··· Excerpted passage ···
To ensure that nothing was counted more than once for the purposes of the OpEx and CapEx KPIs, DEUTZ first determined all capital expenditure and operating expenses in category c) and then determined the remaining capital expenditure and operating expenses in category a). Any unassigned capital expenditure is non-taxonomy-eligible. The DEUTZ Group's capital expenditure and operating expenses can be assigned to categories a) and c) only. Revenue is recorded at the level of the individual companies to ensure that it is not counted more than once.

TAXONOMY-ELIGIBLE AND TAXONOMY-ALIGNED ECONOMIC ACTIVITIES IN THE DEUTZ GROUP

Business model The DEUTZ Group's core competencies are primarily the development and production of drive systems for off-highway applications. These drives are used in a wide range of applications including construction equipment, agricultural machinery, material handling equipment such as forklift trucks and lifting platforms, commercial vehicles, rail vehicles, and boats used for private or commercial purposes. The Company's operating activities are divided into the Classic and Green segments. The Classic segment encompasses all activities related to the development, production, distribution, and maintenance of diesel and gas engines as well as the related service business. The Green segment consists of all activities related to new drives. See also 'Business model and segments', p. 21.
··· Data records ···
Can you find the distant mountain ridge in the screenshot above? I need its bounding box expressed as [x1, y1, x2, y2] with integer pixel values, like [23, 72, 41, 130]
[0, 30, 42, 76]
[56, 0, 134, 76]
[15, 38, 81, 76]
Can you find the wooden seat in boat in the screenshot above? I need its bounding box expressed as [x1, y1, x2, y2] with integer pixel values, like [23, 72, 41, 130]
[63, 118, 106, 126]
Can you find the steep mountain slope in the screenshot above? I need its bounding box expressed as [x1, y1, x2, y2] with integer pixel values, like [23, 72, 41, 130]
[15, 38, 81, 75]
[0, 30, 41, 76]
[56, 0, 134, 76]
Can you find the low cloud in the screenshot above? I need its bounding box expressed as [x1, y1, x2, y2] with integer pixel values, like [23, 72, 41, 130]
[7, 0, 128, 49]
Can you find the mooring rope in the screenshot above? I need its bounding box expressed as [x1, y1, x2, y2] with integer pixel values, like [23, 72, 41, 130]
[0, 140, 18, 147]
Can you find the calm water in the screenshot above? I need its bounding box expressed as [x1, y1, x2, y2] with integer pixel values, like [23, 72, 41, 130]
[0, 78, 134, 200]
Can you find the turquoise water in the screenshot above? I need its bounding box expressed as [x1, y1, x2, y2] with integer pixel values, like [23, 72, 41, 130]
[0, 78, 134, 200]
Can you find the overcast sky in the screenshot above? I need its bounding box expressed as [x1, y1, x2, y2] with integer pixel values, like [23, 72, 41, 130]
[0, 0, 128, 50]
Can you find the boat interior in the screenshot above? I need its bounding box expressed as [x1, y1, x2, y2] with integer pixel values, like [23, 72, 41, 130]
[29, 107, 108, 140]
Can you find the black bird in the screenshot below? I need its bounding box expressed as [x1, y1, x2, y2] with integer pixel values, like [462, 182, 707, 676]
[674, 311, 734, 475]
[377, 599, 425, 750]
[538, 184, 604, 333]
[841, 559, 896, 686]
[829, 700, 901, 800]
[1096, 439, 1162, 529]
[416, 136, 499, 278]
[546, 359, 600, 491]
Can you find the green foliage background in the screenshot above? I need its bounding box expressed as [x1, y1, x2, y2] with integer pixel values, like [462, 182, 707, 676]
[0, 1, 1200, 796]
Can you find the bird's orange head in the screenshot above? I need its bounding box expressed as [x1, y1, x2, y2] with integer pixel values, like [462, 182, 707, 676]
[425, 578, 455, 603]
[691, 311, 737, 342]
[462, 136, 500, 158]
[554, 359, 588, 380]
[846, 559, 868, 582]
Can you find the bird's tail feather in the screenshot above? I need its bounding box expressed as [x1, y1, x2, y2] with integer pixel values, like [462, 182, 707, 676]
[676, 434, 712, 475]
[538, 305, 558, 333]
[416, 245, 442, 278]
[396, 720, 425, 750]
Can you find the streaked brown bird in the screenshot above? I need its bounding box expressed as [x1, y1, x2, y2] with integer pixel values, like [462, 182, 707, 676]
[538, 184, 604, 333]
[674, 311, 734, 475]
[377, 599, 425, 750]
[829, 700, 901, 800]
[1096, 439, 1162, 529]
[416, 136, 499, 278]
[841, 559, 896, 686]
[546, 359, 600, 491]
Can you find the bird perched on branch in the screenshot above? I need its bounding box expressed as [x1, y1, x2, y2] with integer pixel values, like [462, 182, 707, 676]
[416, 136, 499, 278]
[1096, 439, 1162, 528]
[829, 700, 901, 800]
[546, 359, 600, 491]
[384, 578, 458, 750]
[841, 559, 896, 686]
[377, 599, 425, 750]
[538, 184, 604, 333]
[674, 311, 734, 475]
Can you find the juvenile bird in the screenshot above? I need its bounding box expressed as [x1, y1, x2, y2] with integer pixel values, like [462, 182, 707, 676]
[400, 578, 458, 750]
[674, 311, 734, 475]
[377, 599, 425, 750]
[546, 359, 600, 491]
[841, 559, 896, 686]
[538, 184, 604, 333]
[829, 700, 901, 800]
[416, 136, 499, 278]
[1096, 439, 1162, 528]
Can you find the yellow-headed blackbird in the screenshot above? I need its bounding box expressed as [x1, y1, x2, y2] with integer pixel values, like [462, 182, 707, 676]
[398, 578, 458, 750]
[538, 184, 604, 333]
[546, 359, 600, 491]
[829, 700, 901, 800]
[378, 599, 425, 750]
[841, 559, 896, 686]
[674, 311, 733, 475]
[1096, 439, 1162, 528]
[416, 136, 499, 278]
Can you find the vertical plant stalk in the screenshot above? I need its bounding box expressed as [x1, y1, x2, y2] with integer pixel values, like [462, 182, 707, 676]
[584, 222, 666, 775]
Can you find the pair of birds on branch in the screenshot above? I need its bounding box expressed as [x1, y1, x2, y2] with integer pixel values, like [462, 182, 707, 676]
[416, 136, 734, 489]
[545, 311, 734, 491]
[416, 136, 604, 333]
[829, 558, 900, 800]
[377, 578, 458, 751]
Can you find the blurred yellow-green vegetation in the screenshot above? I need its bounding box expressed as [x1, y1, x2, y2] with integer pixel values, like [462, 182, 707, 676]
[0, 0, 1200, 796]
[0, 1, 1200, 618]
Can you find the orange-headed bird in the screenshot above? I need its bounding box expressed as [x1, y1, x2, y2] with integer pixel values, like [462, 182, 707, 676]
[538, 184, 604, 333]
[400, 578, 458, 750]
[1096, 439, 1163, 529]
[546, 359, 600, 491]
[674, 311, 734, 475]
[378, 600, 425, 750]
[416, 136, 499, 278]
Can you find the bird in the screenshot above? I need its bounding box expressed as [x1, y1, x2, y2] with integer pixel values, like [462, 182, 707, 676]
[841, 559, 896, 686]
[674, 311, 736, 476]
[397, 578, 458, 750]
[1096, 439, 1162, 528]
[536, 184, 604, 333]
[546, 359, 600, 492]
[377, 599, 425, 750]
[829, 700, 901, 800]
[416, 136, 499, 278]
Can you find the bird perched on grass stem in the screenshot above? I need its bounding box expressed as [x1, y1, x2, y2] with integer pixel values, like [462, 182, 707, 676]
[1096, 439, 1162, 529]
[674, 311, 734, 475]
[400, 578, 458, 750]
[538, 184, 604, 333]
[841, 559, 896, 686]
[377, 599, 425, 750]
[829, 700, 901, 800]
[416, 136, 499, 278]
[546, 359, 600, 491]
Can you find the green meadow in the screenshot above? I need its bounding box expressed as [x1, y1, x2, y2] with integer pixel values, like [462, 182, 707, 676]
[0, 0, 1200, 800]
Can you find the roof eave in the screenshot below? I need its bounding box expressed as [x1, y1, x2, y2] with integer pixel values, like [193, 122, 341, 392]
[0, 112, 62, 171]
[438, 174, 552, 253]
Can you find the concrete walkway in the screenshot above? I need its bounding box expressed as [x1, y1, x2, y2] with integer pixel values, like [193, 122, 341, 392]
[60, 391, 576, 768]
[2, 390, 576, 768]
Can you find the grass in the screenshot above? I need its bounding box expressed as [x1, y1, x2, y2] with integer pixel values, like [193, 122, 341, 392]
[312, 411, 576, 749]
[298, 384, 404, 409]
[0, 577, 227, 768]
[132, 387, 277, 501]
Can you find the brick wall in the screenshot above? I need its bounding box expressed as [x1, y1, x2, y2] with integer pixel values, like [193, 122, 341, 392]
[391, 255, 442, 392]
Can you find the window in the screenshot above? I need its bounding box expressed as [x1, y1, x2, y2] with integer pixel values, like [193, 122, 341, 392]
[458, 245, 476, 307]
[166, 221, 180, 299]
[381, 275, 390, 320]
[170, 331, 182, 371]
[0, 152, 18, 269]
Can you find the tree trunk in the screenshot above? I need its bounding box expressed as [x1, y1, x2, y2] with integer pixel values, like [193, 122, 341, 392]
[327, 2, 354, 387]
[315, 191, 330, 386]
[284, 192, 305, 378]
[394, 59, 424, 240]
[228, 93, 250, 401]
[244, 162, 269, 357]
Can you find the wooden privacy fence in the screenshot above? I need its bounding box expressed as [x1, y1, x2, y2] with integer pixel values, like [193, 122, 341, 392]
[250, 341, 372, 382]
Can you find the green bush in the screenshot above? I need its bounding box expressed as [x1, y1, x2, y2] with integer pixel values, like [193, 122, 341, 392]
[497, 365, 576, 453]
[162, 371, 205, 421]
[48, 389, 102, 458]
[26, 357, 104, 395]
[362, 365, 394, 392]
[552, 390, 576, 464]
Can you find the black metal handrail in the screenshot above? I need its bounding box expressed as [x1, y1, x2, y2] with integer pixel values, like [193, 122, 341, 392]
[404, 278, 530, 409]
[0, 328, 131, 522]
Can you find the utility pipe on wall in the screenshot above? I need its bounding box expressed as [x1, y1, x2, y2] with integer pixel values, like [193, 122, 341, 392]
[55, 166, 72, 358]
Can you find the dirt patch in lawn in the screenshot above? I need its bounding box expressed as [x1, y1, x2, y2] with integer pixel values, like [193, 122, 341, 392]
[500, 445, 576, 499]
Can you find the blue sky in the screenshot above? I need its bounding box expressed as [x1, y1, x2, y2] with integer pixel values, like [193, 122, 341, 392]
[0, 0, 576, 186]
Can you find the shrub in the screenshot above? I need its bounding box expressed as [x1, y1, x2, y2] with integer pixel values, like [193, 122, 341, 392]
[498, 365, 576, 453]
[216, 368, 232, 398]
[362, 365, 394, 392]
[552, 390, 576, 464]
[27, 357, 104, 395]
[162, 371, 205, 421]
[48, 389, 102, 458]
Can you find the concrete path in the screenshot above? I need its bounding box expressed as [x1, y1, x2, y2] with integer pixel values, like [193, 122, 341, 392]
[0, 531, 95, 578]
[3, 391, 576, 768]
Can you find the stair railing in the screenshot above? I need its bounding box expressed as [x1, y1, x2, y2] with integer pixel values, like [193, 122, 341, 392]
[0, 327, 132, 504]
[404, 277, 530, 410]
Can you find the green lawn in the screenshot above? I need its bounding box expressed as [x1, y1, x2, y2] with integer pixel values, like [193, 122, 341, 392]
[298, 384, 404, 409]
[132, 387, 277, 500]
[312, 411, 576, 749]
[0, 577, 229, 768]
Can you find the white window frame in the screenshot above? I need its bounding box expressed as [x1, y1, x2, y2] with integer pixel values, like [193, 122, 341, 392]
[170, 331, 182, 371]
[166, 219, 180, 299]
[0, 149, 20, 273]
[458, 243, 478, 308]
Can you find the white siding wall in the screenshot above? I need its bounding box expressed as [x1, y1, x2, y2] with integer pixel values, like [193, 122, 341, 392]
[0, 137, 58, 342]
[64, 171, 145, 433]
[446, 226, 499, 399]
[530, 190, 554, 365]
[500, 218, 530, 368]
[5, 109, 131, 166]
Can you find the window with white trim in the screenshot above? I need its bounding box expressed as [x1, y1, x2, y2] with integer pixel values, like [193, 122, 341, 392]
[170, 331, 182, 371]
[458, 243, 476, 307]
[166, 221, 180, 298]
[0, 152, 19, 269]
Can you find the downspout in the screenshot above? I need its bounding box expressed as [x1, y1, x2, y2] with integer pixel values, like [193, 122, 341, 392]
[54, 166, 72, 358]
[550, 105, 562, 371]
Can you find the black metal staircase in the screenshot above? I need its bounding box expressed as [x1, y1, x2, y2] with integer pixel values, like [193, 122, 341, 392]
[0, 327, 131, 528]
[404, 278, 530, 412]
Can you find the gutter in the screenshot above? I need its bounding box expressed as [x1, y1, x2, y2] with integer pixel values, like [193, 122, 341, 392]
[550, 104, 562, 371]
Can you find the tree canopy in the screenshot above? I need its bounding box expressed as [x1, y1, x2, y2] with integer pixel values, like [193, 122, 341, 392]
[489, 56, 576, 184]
···
Problems to solve:
(a) Set down, word for word, the part of the DEUTZ taxonomy passage between "Business model The" and "segments', p. 21.", inclusive.
(b) Carry the passage on the DEUTZ Group's taxonomy reporting forward, picking up after its last sentence.

Expected outputs:
(a)
Business model The DEUTZ Group's core competencies are primarily the development and production of drive systems for off-highway applications. These drives are used in a wide range of applications including construction equipment, agricultural machinery, material handling equipment such as forklift trucks and lifting platforms, commercial vehicles, rail vehicles, and boats used for private or commercial purposes. The Company's operating activities are divided into the Classic and Green segments. The Classic segment encompasses all activities related to the development, production, distribution, and maintenance of diesel and gas engines as well as the related service business. The Green segment consists of all activities related to new drives. See also 'Business model and segments', p. 21.

(b)
In view of DEUTZ's business model, the economic activities that are taxonomy-eligible and taxonomy-aligned are essentially those relating to alternative drive solutions. Examples are DEUTZ's hydrogen engine, which is being used in applications such as stationary equipment for the generation of electricity, and the activities relating to the electrification of the engine portfolio under the E-DEUTZ name. The latter include the manufacture of all-electric and hybrid drive systems (e.g. for use in construction-site vehicles and ground support equipment), the manufacture of battery management systems and components by the DEUTZ subsidiary Futavis, and the manufacture of batteries and electric boat drives by the DEUTZ subsidiary Torqeedo. In addition to these activities from which DEUTZ generates external revenue, investing activities that exclusively result in taxonomy-aligned CapEx were also identified. These activities relate to interdisciplinary topics and individual measures in connection with optimizing energy efficiency within operations.

Identification of taxonomy-eligible and taxonomy-aligned economic activities in the DEUTZ Group As the first step in identifying taxonomy-eligible and taxonomy-aligned economic activities, DEUTZ assessed which of its business activities might potentially be relevant. It did this by referring to Annexes 1 and 2 of Delegated Act 2021/2139 supplementing the EU Taxonomy Regulation.

1 See also 'Leases', note 25, p. 187 onward. The following table shows the taxonomy-eligible economic activities – pursuant to Annex 1 of Delegated Act 2021/2139 – in the DEUTZ Group that can be assigned to the environmental objective of (1) climate change mitigation.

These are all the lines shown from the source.